-------- Extrait du texte
Dans les usines, les travailleurs ont leur propre évaluation de cet accord. Les propositions inadéquates en matière de salaires et de coût de la vie n’inverseront pas la perte massive de salaires réels subie par les travailleurs en raison de décennies de concessions de l’UAW et d’une inflation record. Les contrats ne rétabliront pas les pensions perdues et les prestations de santé des retraités, ne mettront pas fin au système détesté des échelons et à la surexploitation des intérimaires, et ne raccourciront pas les horaires de travail épuisants et éreintants.

Les travailleurs ont rejeté les affirmations de Fain selon lesquelles il aurait «soutiré jusqu’au dernier centime» aux entreprises avec ses fausses grèves «debout», qui ont été conçues dès le départ pour avoir le moins d’impact possible sur les entreprises. La plupart des travailleurs ont été maintenus au travail pendant toute la durée de la «grève» et tous les travailleurs ont dû reprendre le travail avant même que le vote n’ait eu lieu.
----------------
-------- Données enregistrées
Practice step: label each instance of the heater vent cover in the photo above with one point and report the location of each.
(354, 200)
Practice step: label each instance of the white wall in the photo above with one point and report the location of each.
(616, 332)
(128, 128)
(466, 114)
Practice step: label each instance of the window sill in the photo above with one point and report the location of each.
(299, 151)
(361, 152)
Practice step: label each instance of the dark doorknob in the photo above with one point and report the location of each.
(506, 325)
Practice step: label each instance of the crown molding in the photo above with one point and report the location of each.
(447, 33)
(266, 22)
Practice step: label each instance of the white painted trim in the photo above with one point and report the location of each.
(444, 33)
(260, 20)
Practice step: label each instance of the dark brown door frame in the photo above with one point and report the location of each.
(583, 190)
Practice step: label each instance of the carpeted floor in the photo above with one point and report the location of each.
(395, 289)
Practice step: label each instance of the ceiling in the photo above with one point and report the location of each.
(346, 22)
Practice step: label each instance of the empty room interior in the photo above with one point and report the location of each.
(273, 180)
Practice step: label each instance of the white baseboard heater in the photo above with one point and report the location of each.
----------------
Consignes:
A) Relevez tout ce que, d’après l’extrait, les contrats ne rétabliront pas, ne feront pas cesser ou ne raccourciront pas.
B) Selon l’extrait, à quoi tient la perte massive de salaires réels subie par les travailleurs ?
C) Pour chaque affirmation, indiquez si elle concorde avec l’extrait : (i) tous les travailleurs ont repris le travail après le vote ; (ii) la plupart des travailleurs sont restés au travail pendant la grève ; (iii) les travailleurs ont accepté les affirmations de Fain.

Réponses:
A)
- les pensions perdues
- les prestations de santé des retraités
- le système détesté des échelons
- la surexploitation des intérimaires
- les horaires de travail épuisants et éreintants

B) Elle tient à des décennies de concessions de l’UAW et à une inflation record.

C)
(i) Non : « tous les travailleurs ont dû reprendre le travail avant même que le vote n’ait eu lieu ».
(ii) Oui : « La plupart des travailleurs ont été maintenus au travail pendant toute la durée ».
(iii) Non : « Les travailleurs ont rejeté les affirmations de Fain ».